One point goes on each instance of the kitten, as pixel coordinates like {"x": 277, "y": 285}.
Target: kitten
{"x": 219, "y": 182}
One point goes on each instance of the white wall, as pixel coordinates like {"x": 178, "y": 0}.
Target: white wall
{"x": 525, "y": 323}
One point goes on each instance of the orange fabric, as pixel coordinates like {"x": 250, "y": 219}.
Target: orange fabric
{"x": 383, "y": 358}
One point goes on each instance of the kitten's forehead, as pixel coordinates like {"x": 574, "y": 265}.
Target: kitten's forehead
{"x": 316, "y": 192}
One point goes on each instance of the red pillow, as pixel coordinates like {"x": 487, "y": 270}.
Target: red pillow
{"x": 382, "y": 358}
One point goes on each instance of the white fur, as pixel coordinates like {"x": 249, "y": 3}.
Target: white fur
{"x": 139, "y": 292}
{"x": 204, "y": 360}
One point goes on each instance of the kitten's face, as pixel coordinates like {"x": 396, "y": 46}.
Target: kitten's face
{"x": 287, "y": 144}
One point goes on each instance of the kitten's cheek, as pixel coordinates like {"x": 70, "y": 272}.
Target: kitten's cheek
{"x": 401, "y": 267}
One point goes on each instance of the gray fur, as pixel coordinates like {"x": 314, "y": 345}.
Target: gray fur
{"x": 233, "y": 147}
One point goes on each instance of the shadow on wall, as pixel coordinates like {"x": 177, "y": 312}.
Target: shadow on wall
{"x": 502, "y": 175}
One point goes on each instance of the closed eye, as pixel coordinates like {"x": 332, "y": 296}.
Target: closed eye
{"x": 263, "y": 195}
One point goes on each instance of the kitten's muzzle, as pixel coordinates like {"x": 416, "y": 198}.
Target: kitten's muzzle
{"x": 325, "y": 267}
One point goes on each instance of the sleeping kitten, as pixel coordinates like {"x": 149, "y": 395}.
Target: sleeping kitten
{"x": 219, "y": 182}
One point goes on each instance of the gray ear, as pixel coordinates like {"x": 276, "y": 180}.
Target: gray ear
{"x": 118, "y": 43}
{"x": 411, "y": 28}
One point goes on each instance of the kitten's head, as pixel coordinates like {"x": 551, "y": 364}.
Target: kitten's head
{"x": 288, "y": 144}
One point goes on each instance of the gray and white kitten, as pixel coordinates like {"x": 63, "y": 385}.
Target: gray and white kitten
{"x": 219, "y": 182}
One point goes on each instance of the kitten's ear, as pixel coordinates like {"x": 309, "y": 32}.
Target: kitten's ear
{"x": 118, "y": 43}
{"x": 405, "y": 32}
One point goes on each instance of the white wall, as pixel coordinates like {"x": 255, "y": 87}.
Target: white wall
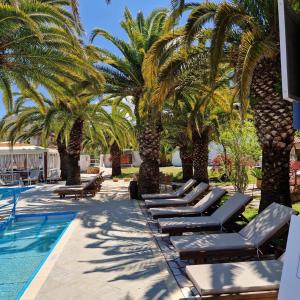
{"x": 84, "y": 162}
{"x": 214, "y": 150}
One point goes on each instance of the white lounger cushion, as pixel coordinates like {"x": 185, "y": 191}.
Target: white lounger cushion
{"x": 218, "y": 218}
{"x": 253, "y": 235}
{"x": 187, "y": 199}
{"x": 210, "y": 242}
{"x": 233, "y": 278}
{"x": 180, "y": 192}
{"x": 206, "y": 202}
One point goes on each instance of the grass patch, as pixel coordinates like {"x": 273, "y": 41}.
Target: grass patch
{"x": 251, "y": 212}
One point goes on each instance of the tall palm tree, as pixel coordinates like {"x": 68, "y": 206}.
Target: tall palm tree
{"x": 254, "y": 53}
{"x": 125, "y": 79}
{"x": 39, "y": 45}
{"x": 184, "y": 75}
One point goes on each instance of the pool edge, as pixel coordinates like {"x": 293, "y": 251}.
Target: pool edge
{"x": 31, "y": 290}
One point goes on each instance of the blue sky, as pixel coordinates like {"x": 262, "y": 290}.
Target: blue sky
{"x": 96, "y": 13}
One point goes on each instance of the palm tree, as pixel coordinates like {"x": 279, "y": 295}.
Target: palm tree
{"x": 175, "y": 116}
{"x": 184, "y": 76}
{"x": 125, "y": 79}
{"x": 255, "y": 55}
{"x": 39, "y": 45}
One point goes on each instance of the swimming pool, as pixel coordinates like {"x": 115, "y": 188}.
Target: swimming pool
{"x": 25, "y": 244}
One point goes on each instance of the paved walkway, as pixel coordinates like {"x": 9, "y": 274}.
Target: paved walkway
{"x": 109, "y": 255}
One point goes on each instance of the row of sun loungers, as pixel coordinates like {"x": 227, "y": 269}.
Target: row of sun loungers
{"x": 234, "y": 280}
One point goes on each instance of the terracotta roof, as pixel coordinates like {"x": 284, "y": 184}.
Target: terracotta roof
{"x": 8, "y": 144}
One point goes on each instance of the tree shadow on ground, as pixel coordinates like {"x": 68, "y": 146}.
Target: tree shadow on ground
{"x": 116, "y": 229}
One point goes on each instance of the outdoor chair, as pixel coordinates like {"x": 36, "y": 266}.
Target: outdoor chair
{"x": 186, "y": 200}
{"x": 224, "y": 215}
{"x": 14, "y": 180}
{"x": 250, "y": 240}
{"x": 34, "y": 177}
{"x": 54, "y": 176}
{"x": 88, "y": 189}
{"x": 177, "y": 194}
{"x": 241, "y": 280}
{"x": 209, "y": 201}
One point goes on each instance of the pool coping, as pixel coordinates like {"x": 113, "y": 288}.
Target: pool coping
{"x": 31, "y": 290}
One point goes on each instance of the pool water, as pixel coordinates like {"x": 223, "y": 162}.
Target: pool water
{"x": 24, "y": 246}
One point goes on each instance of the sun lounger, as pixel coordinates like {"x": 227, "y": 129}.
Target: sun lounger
{"x": 242, "y": 280}
{"x": 230, "y": 210}
{"x": 251, "y": 240}
{"x": 207, "y": 202}
{"x": 89, "y": 189}
{"x": 54, "y": 176}
{"x": 34, "y": 177}
{"x": 186, "y": 200}
{"x": 177, "y": 194}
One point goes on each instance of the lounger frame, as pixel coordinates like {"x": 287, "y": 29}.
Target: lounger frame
{"x": 227, "y": 225}
{"x": 82, "y": 191}
{"x": 263, "y": 295}
{"x": 200, "y": 257}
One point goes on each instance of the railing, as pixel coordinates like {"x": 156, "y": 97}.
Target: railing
{"x": 8, "y": 203}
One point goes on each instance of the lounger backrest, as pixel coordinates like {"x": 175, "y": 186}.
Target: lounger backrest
{"x": 196, "y": 192}
{"x": 185, "y": 187}
{"x": 267, "y": 223}
{"x": 210, "y": 199}
{"x": 34, "y": 174}
{"x": 231, "y": 207}
{"x": 90, "y": 184}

★ ★ ★ ★

EXERCISE DESCRIPTION
Please restate, word for word, the lines of the entries that run from the first line through the one holding "One point goes on each instance of the kitten's face, as", and add nothing.

SOLUTION FOR THIS PROBLEM
One point goes on each instance of the kitten, as pixel coordinates like {"x": 277, "y": 285}.
Target: kitten
{"x": 219, "y": 182}
One point goes on each instance of the white wall, as pixel coordinates like {"x": 178, "y": 0}.
Target: white wall
{"x": 525, "y": 323}
One point goes on each instance of the orange fabric, as pixel coordinates like {"x": 250, "y": 219}.
Target: orange fabric
{"x": 383, "y": 358}
One point goes on each instance of the kitten's forehead, as pixel coordinates like {"x": 574, "y": 265}.
Target: kitten's forehead
{"x": 316, "y": 192}
One point goes on each instance of the red pillow, as pixel coordinates like {"x": 487, "y": 270}.
Target: red pillow
{"x": 382, "y": 358}
One point goes on each instance of the white fur, as pixel coordinates like {"x": 249, "y": 3}.
Target: white fur
{"x": 139, "y": 292}
{"x": 204, "y": 360}
One point goes on each instance of the kitten's face, as pixel coordinates like {"x": 396, "y": 46}.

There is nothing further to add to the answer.